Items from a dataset
☆ ☆ ☆ ☆ ☆ ☆ ☆

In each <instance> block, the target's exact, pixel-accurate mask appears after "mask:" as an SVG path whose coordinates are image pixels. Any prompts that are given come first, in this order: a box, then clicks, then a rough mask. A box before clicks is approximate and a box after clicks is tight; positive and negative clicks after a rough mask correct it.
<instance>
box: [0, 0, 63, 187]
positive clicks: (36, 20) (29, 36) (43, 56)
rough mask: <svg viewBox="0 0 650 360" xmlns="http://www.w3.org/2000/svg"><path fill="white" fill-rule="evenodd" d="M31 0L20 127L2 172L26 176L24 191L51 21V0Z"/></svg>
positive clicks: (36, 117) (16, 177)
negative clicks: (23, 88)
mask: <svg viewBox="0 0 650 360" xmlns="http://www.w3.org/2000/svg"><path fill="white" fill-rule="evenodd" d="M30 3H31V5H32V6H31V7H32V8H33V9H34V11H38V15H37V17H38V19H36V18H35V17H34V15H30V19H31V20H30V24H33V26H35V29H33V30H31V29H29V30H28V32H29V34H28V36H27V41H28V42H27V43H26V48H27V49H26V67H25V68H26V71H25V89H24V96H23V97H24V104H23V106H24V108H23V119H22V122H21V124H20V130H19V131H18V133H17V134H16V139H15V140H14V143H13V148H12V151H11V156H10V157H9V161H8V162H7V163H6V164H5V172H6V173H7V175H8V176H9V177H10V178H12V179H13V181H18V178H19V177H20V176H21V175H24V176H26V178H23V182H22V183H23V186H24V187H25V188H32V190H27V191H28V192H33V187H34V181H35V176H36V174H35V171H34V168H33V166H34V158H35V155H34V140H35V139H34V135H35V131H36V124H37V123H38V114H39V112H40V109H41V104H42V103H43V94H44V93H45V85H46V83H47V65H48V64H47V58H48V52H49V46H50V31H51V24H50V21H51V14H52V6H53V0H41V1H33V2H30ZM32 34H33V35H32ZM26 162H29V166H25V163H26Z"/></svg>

☆ ☆ ☆ ☆ ☆ ☆ ☆

YOUR INSTRUCTIONS> Your answer is the line containing "box: [0, 0, 63, 187]" plus every line after it through the end of the entries, given again exactly and alone.

EXPECTED ANSWER>
box: [0, 0, 63, 187]
positive clicks: (36, 20) (29, 36) (43, 56)
rough mask: <svg viewBox="0 0 650 360" xmlns="http://www.w3.org/2000/svg"><path fill="white" fill-rule="evenodd" d="M31 0L20 127L2 172L26 176L24 191L51 21V0Z"/></svg>
positive clicks: (36, 117) (16, 177)
negative clicks: (23, 88)
mask: <svg viewBox="0 0 650 360" xmlns="http://www.w3.org/2000/svg"><path fill="white" fill-rule="evenodd" d="M30 3H31V5H32V6H31V7H32V8H33V9H34V11H38V15H37V17H38V19H36V18H35V17H34V15H30V19H31V20H30V24H33V26H35V29H33V30H31V29H29V30H28V32H29V34H28V36H27V41H28V42H27V43H26V48H27V49H26V67H25V68H26V71H25V89H24V96H23V97H24V104H23V106H24V108H23V119H22V122H21V124H20V130H19V131H18V133H17V134H16V139H15V140H14V143H13V148H12V151H11V156H10V157H9V161H8V162H7V163H6V164H5V172H6V173H7V175H8V176H9V177H10V178H12V179H13V181H18V178H19V177H20V176H21V175H24V176H26V178H23V182H22V183H23V186H24V187H25V188H32V190H27V191H28V192H33V187H34V181H35V176H36V174H35V171H34V168H33V166H34V158H35V155H34V140H35V139H34V135H35V131H36V124H37V123H38V114H39V112H40V109H41V104H42V103H43V94H44V93H45V85H46V83H47V65H48V64H47V58H48V52H49V46H50V31H51V24H50V21H51V14H52V6H53V0H41V1H33V2H30ZM32 34H33V35H32ZM26 162H29V166H25V163H26Z"/></svg>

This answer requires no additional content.